● **WORK TO BE COMPLETED**:
Reproduce the passage from the church-politics post that starts at "3. Thanks so" and ends after "words, for sure!".

● **SOURCE EXTRACT**:
== == ==

Friday, August 13, 2010

How should politics be handled in the church?

 This is an old article that talks about the role of a preacher/church in preaching about political issues and social issues, and various ways that churches might be involved in promoting causes. 

What issues do you think are appropriately talked about from the pulpit?  And what issues should a congregation promote and work for?


  1. The pulpit is for the proclamation of the gospel --the good news of God's love forgiveness and acceptance of all people. Discussions about how to live that out (which involve politics) are appropriate for forums, discussions, bible study, ect. Never the pulpit - because the only authority I have as a the preacher is in as far as I proclaim the good news...all the rest is opinion and belongs in a place where people have opportunity to discuss and disagree.

  2. Well put. Your answer helped me realize why I react negatively to a number of the speakers I hear on the Christian radio stations my sister listens to. The speakers, usually male pastors, speak almost like they are giving a sermon, but the topic is usually a "how to live your life" type of thing, which, to me, seems quite tied to culture and psychology or even pop-psychology. There is the aura of the pulpit, yet it isn't quite a sermon. And there is no, absolutely NO, place for discussion or rebuttal.

  3. Thanks so much for posting this piece, Deb. I forwarded it via e-mail to our Pastor, thanking her and our church too (collectively) for not being the kind of place that tries to tell me how to believe about what I don't consider to be affairs of my Faith. I really enjoyed reading this article -good words, for sure!

== == ==

● **MATERIAL SUPPLIED**:
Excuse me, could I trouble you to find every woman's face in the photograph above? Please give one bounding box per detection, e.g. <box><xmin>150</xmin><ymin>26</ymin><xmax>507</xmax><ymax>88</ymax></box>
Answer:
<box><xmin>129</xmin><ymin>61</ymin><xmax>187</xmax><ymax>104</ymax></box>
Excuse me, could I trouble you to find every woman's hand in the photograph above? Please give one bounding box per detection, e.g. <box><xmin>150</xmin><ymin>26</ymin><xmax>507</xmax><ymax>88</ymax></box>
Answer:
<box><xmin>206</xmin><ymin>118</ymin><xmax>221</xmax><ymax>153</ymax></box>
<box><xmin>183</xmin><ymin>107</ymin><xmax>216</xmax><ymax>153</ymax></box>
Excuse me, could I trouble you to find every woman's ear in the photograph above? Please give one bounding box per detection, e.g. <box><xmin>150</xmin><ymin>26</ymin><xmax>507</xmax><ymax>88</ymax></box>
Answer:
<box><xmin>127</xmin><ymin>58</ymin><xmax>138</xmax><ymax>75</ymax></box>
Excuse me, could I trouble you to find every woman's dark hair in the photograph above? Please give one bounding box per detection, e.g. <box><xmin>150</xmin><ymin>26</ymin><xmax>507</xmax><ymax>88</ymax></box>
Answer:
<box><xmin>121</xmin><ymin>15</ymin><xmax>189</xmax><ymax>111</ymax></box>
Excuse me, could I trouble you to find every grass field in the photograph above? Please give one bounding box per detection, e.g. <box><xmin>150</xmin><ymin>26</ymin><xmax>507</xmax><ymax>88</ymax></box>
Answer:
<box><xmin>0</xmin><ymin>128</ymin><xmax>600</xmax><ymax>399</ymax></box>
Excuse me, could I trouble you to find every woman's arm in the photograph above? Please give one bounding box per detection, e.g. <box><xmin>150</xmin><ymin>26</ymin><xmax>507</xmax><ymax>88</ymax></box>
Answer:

== == ==

● **THE ANSWER**:
3. Thanks so much for posting this piece, Deb. I forwarded it via e-mail to our Pastor, thanking her and our church too (collectively) for not being the kind of place that tries to tell me how to believe about what I don't consider to be affairs of my Faith. I really enjoyed reading this article -good words, for sure!